• **Requirement**
List every line in the entries below that contains the word "snow". Case counts.

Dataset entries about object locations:
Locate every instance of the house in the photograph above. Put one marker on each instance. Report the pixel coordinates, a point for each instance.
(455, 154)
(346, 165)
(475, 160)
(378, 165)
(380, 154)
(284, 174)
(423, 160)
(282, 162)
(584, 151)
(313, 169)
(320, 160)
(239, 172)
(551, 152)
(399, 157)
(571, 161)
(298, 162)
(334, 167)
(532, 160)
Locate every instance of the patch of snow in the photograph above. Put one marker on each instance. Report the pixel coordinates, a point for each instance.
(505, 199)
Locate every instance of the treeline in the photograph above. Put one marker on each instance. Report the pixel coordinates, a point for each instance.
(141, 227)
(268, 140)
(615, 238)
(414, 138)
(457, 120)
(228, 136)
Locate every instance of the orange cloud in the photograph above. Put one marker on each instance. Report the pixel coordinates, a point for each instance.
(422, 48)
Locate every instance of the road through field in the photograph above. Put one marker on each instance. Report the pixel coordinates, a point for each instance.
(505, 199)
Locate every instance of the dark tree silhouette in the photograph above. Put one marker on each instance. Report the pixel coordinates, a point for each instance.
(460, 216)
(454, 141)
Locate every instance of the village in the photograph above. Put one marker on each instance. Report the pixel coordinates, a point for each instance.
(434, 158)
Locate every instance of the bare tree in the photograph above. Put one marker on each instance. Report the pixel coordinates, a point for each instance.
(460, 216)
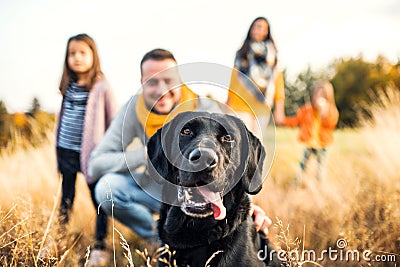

• **The solution**
Locate every instance of the patch of snow in the photograph above. Put one marker on each instance. Report the pixel coordinates, a point for each instance.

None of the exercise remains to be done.